BEGIN EXTRACTED ENTRIES

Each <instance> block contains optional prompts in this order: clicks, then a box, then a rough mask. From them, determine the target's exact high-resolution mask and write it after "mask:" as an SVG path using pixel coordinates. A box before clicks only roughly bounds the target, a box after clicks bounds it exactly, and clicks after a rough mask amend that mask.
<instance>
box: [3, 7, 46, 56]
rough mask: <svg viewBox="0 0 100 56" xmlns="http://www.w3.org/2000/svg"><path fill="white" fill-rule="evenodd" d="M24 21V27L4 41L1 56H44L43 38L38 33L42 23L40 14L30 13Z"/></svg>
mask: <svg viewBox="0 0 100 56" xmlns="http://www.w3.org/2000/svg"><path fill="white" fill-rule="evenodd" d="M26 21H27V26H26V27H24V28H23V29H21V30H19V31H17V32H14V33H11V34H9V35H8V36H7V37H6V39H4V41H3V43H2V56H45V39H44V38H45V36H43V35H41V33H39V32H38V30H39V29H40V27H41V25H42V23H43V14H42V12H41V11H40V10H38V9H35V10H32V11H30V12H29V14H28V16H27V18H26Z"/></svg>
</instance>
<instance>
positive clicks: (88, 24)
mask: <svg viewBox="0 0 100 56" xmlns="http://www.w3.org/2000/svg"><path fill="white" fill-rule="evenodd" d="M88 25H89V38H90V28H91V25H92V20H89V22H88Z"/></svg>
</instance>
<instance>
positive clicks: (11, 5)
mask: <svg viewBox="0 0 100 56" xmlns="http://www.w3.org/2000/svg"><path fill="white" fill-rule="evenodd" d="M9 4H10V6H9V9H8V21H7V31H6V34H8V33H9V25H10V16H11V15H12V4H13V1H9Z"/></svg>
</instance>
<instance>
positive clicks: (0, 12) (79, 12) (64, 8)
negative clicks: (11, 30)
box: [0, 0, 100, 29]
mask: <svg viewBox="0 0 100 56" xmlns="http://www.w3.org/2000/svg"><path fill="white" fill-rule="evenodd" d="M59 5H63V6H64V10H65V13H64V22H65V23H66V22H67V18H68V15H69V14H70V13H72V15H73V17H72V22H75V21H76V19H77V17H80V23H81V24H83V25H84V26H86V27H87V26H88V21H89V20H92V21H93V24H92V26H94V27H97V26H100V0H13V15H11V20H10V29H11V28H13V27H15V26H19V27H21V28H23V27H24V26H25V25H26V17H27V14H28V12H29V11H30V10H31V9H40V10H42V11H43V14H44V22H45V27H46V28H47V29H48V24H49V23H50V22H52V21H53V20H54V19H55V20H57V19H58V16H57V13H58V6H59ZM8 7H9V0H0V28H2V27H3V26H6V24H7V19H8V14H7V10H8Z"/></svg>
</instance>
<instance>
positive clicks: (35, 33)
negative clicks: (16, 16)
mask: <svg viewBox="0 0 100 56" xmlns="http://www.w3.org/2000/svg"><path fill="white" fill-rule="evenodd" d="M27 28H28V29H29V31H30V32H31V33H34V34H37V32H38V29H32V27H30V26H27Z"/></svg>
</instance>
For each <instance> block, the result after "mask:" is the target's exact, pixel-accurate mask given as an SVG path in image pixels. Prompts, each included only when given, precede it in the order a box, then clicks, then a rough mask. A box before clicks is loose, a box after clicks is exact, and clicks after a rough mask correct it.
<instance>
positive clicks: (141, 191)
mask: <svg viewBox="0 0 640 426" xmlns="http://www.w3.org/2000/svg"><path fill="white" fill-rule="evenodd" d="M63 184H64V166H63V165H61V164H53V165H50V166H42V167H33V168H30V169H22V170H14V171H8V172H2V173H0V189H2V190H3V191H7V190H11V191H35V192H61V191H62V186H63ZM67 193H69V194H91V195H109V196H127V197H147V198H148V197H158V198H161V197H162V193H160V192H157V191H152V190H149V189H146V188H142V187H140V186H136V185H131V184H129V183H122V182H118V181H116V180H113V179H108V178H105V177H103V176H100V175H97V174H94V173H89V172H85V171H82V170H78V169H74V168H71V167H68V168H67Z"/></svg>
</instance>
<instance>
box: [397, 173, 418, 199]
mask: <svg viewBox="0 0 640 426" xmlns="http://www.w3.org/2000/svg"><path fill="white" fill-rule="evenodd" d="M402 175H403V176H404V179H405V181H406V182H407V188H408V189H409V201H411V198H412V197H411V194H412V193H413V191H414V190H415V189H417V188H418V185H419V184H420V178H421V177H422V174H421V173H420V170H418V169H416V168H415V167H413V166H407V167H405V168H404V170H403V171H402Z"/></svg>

END EXTRACTED ENTRIES

- ASSIGNMENT
All of the records should be transcribed exactly, with nothing left out.

- RESULT BELOW
Each <instance> block contains optional prompts in this order: clicks, then a box, then a rough mask. From them, determine the target's exact high-resolution mask and write it after "mask:" as an SVG path using pixel coordinates. A box before clicks only roughly bounds the target, a box after clicks bounds it exactly, and clicks after a rough mask amend that mask.
<instance>
box: [3, 7, 46, 56]
rough mask: <svg viewBox="0 0 100 56" xmlns="http://www.w3.org/2000/svg"><path fill="white" fill-rule="evenodd" d="M24 21V27L4 41L1 56H44L43 38L38 33L42 23L40 14L30 13Z"/></svg>
mask: <svg viewBox="0 0 100 56" xmlns="http://www.w3.org/2000/svg"><path fill="white" fill-rule="evenodd" d="M26 21H27V26H26V27H24V28H23V29H21V30H19V31H17V32H14V33H11V34H9V35H8V36H7V37H6V39H4V41H3V43H2V56H45V39H44V38H45V36H43V35H41V33H39V32H38V30H39V29H40V27H41V25H42V23H43V14H42V12H41V11H40V10H38V9H35V10H32V11H30V12H29V14H28V16H27V18H26Z"/></svg>
</instance>
<instance>
positive clicks: (88, 24)
mask: <svg viewBox="0 0 100 56" xmlns="http://www.w3.org/2000/svg"><path fill="white" fill-rule="evenodd" d="M88 25H89V38H90V28H91V25H92V20H89V22H88Z"/></svg>
</instance>
<instance>
positive clicks: (11, 5)
mask: <svg viewBox="0 0 100 56" xmlns="http://www.w3.org/2000/svg"><path fill="white" fill-rule="evenodd" d="M9 4H10V6H9V9H8V21H7V31H6V34H8V33H9V25H10V16H11V15H12V4H13V1H9Z"/></svg>
</instance>
<instance>
positive clicks: (0, 12) (79, 12) (64, 8)
negative clicks: (11, 30)
box: [0, 0, 100, 29]
mask: <svg viewBox="0 0 100 56" xmlns="http://www.w3.org/2000/svg"><path fill="white" fill-rule="evenodd" d="M59 5H63V6H64V10H65V13H64V22H65V23H66V22H67V18H68V15H69V14H70V13H72V15H73V17H72V22H75V21H76V19H77V17H80V23H81V24H83V25H84V26H86V27H87V26H88V21H89V20H92V21H93V24H92V26H94V27H97V26H100V0H13V15H11V20H10V29H11V28H13V27H15V26H19V27H21V28H23V27H24V26H25V25H26V17H27V14H28V12H29V11H30V10H31V9H40V10H42V11H43V14H44V22H45V27H46V28H47V29H48V24H49V23H50V22H52V21H53V20H54V19H55V20H57V19H58V16H57V13H58V6H59ZM8 7H9V0H0V28H2V27H3V26H6V24H7V19H8V14H7V10H8Z"/></svg>
</instance>
<instance>
positive clicks: (35, 33)
negative clicks: (16, 16)
mask: <svg viewBox="0 0 100 56" xmlns="http://www.w3.org/2000/svg"><path fill="white" fill-rule="evenodd" d="M27 28H28V29H29V31H30V32H31V33H34V34H37V32H38V29H32V27H30V26H27Z"/></svg>
</instance>
For each <instance> block, the result after "mask:" is the target's exact, pixel-accurate mask given as an SVG path in image pixels. Prompts, each included only when given, precede it in the order a box, then clicks, then a rough mask. A box before clicks is loose, a box after clicks is exact, and clicks after a rough mask correct it.
<instance>
positive clicks: (141, 191)
mask: <svg viewBox="0 0 640 426" xmlns="http://www.w3.org/2000/svg"><path fill="white" fill-rule="evenodd" d="M63 184H64V166H63V165H61V164H53V165H50V166H42V167H33V168H30V169H22V170H14V171H8V172H2V173H0V189H2V190H3V191H7V190H11V191H35V192H61V191H62V186H63ZM67 193H69V194H91V195H109V196H127V197H147V198H148V197H158V198H161V197H162V193H160V192H157V191H152V190H149V189H146V188H142V187H140V186H136V185H131V184H129V183H122V182H118V181H116V180H113V179H108V178H105V177H103V176H100V175H97V174H94V173H89V172H85V171H82V170H78V169H74V168H71V167H68V168H67Z"/></svg>
</instance>
<instance>
box: [397, 173, 418, 199]
mask: <svg viewBox="0 0 640 426" xmlns="http://www.w3.org/2000/svg"><path fill="white" fill-rule="evenodd" d="M402 175H403V176H404V179H405V181H406V182H407V188H408V189H409V201H411V198H412V197H411V194H412V193H413V191H414V190H415V189H417V188H418V185H419V184H420V178H421V177H422V174H421V173H420V170H418V169H416V168H415V167H413V166H407V167H405V168H404V170H403V171H402Z"/></svg>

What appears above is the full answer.